◆ **Goal**: Count the lines in the records below that contain the string "distant". Reply with that number alone.

◆ **Exercise material**:
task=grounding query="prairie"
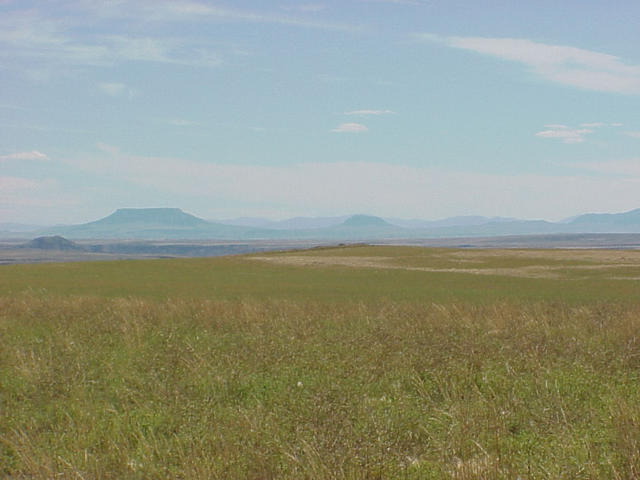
[0,246,640,479]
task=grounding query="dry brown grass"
[0,294,640,480]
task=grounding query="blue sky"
[0,0,640,224]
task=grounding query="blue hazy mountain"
[30,208,640,241]
[567,208,640,233]
[44,208,270,239]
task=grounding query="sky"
[0,0,640,225]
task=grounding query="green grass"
[0,247,640,479]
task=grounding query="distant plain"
[0,245,640,479]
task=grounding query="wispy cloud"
[65,146,640,218]
[0,10,221,71]
[571,158,640,178]
[536,125,593,143]
[331,123,369,133]
[416,34,640,95]
[0,150,49,161]
[98,82,135,98]
[167,118,199,127]
[280,3,327,13]
[536,122,622,143]
[344,110,396,117]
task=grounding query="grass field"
[0,246,640,479]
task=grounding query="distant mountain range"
[0,208,640,241]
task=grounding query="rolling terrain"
[0,246,640,479]
[5,204,640,242]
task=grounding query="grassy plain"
[0,247,640,479]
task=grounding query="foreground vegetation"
[0,248,640,479]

◆ **Answer to this exercise**: 2